Genre: Kriminalroman


Syndicate Books 2017

Die Rezension basiert auf der englischen ebook-Ausgabe von Syndicate Books (datiert 2017, erschienen 5.9.2017), aus der auch Passagen übersetzt wurden.


Rezension

Die reiche Gilly Decker lebt mit ihrem zweiten Mann Marco im Küstenort Santa Felicia nahe Los Angeles. Marco ist seit einem Schlaganfall, den er während der Flitterwochen in Frankreich erlitten hat, ein Pflegefall. Gilly kümmert sich aufopfernd um ihn. Als Marcos Zustand kritisch wird, beauftragt Gilly den jungen Anwalt Tom Aragon, ihren Exmann B. J. Lockwood aufzuspüren. Der hat sie vor acht Jahren für das fünfzehnjährige Hausmädchen Tula Lopez verlassen, weil er diese geschwängert hatte.

● Zu erledigen:
[A] Beantworte anhand der Rezension:
(i) Auf welcher Ausgabe beruht die Rezension?
(ii) In welchem Ort lebt Gilly Decker mit Marco?
(iii) Wen soll Tom Aragon für Gilly aufspüren?
[B] Führe die Rezension des Kriminalromans um Gilly Decker nach ihrem letzten Satz weiter.

[Daten zur Koordinatenbeschriftung]
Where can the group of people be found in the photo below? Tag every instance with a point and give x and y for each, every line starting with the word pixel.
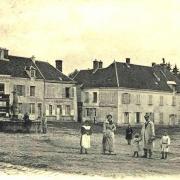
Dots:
pixel 147 136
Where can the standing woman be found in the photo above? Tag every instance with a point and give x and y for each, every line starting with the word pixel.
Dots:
pixel 129 133
pixel 148 136
pixel 85 141
pixel 108 135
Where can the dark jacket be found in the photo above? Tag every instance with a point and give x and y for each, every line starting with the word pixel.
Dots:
pixel 129 133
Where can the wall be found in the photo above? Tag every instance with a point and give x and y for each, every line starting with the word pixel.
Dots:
pixel 55 96
pixel 110 101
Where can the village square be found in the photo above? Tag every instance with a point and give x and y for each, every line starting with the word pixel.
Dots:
pixel 90 89
pixel 125 116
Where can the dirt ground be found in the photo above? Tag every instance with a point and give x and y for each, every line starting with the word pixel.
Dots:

● Gelöste Aufgaben:
[A]
(i) Auf der englischen ebook-Ausgabe von Syndicate Books (datiert 2017, erschienen 5.9.2017).
(ii) Im Küstenort Santa Felicia nahe Los Angeles.
(iii) Ihren Exmann B. J. Lockwood.

[B]
Die einzige Spur ist ein alter Brief von Lockwood, in dem er Gilly um eine große Summe für ein Projekt bittet: die Erschließung von Tulas mexikanischem Heimatdorf Bahía de Ballenas in Baja California als Urlaubsort für reiche US-Touristen. Statt eines blühenden Küstenortes findet Aragon ein heruntergekommenes Nest mit ein paar Hütten und einer leerstehenden Fischfabrik vor. Lockwoods Sohn Pablo ist körperlich und geistig behindert. Lockwood selbst und sein zweifelhafter Geschäftspartner Harry Jenkins wurden wegen des Verdachts der Unterschlagung ins Gefängnis nach Rio Seco gebracht. Tula wurde von der Familie verstoßen und ist Lockwood gefolgt, ohne Pablo, der bei Verwandten in Bahía de Ballenas aufwächst.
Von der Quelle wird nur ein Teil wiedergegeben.